--- Selected passage ---

I see your point: You assume that in poor neighbourhoods schools get "sh*t in, sh*t out", the difference in achievements of students is affected by... hmmm... greater tendency of poor people to lack motivation and ambition to aim for college, for example, if it is obvious that the family could never afford to pay for the college anyway.
A valid point.
As a parent I would tend to be concerned about the potential impact of disillusioned and unmotivated peers on the motivation of my own children, and therefore prefer schools in which the peers are expected to have a positive impact on the studying morale of my children.
No, that was not my point.
At any rate, the colleges we could afford to send our kids to are not hard to get in to. My kids are better students than I ever was, and I was accepted to every college I applied to. I only applied to those we could afford, of course (in-state State schools).
Instead it is that the school ranking systems most commonly used here (such as Great Schools) rely too heavily on the results of the standardized tests. A school that gets a bunch of kids who are far behind where they should be, and moves them up to just a bit below, would get a worse rank than a school that starts with kids who are already getting very good test scores and show no improvement.
In this scenario, the school with the poorer test scores may only have poorer ranks due to the lower "starting point" of its students, rather than anything to do with student motivation or teacher quality. This in turn may be tied to the socio-economic factors such as the time parents can spend helping the kids with homework (tougher with single parents or parents working two jobs) and the educational or language background of the parents (harder to help with homework if you don't understand the homework yourself).
As for an update, we've decided to apply for the "choice" school on the other side of town, rather than the neighborhood school. My wife was motivated by the test scores, I was not. We were both motivated by a veritable tsunami of anecdotes from the neighborhood school about bullying, violence, and the school administration's poor response to it, as well as reports by about a dozen parents who transferred their kids from the neighborhood school to the choice school and say the environment is much better there.

---

→ **Explore the material**
1. In the post about school rankings, what kind of colleges did the writer apply to?
2. Retype the passage of the post about school rankings between "I see your point: You" and "the college anyway.", inclusive.

--- Record excerpts ---

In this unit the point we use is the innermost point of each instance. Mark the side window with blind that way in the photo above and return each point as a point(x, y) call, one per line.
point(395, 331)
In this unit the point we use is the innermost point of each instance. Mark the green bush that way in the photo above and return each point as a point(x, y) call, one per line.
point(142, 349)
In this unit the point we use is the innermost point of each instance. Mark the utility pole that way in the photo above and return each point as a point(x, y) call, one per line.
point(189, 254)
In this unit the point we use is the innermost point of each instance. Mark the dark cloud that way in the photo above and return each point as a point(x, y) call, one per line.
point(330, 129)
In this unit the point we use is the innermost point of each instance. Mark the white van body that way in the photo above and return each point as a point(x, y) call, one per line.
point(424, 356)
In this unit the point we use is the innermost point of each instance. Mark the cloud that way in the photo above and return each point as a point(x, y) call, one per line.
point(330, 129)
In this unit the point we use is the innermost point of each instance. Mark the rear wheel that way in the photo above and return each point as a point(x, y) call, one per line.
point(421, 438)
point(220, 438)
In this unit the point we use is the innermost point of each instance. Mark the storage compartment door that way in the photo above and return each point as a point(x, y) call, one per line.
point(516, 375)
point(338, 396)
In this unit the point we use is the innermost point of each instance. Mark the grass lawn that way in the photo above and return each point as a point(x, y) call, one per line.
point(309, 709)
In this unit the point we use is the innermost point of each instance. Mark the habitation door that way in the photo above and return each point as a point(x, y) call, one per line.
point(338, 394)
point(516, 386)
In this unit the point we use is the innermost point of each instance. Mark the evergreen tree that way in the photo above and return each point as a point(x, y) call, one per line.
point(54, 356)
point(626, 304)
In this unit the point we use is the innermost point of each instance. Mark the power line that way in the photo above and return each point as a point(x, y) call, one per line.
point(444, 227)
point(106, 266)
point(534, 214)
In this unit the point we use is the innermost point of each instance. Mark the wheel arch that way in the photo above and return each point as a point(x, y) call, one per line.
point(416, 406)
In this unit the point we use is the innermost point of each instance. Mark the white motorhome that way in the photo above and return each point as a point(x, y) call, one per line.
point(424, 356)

---

→ **Outputs for the tasks**
1. Only ones the family could afford: in-state State schools.

2.
I see your point: You assume that in poor neighbourhoods schools get "sh*t in, sh*t out", the difference in achievements of students is affected by... hmmm... greater tendency of poor people to lack motivation and ambition to aim for college, for example, if it is obvious that the family could never afford to pay for the college anyway.